-- Begin --

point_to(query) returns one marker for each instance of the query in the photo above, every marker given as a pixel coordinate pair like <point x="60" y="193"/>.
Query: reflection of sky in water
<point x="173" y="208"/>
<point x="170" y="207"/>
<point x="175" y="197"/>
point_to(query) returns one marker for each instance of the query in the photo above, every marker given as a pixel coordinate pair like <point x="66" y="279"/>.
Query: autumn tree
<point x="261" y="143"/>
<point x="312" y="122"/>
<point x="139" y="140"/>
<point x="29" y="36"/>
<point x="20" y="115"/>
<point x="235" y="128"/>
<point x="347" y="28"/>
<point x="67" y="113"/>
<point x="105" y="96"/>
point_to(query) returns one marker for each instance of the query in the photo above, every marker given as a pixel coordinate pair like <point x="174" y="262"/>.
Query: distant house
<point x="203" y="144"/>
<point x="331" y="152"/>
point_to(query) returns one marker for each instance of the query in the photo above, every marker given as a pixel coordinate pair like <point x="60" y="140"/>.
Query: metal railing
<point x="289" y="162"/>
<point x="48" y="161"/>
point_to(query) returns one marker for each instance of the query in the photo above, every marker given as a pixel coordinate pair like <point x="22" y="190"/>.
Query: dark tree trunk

-- End --

Copy all data exactly, start to finish.

point_to(query) returns one marker for each instance of the query in the photo above, every marker given as a pixel coordinate pair like <point x="60" y="193"/>.
Query: reflection of sky in water
<point x="173" y="208"/>
<point x="170" y="207"/>
<point x="175" y="197"/>
point_to(query) returns one marker for each instance of the query in the photo above, every marker given as a pixel coordinate pair like <point x="66" y="279"/>.
Query: autumn tree
<point x="261" y="143"/>
<point x="312" y="122"/>
<point x="139" y="140"/>
<point x="29" y="36"/>
<point x="20" y="115"/>
<point x="235" y="128"/>
<point x="347" y="28"/>
<point x="67" y="113"/>
<point x="105" y="96"/>
point_to(query) returns one marker for each instance of the query in the photo above, every marker given as a pixel coordinate pair like <point x="174" y="262"/>.
Query: distant house
<point x="203" y="144"/>
<point x="331" y="152"/>
point_to(query) returns one marker for each instance of the query in the photo above, every marker given as a pixel coordinate pair like <point x="60" y="140"/>.
Query: metal railing
<point x="289" y="162"/>
<point x="48" y="161"/>
point_to(query) returns one marker for each instance of the query in the photo above, every marker given as a pixel coordinate pair like <point x="22" y="190"/>.
Query: dark tree trunk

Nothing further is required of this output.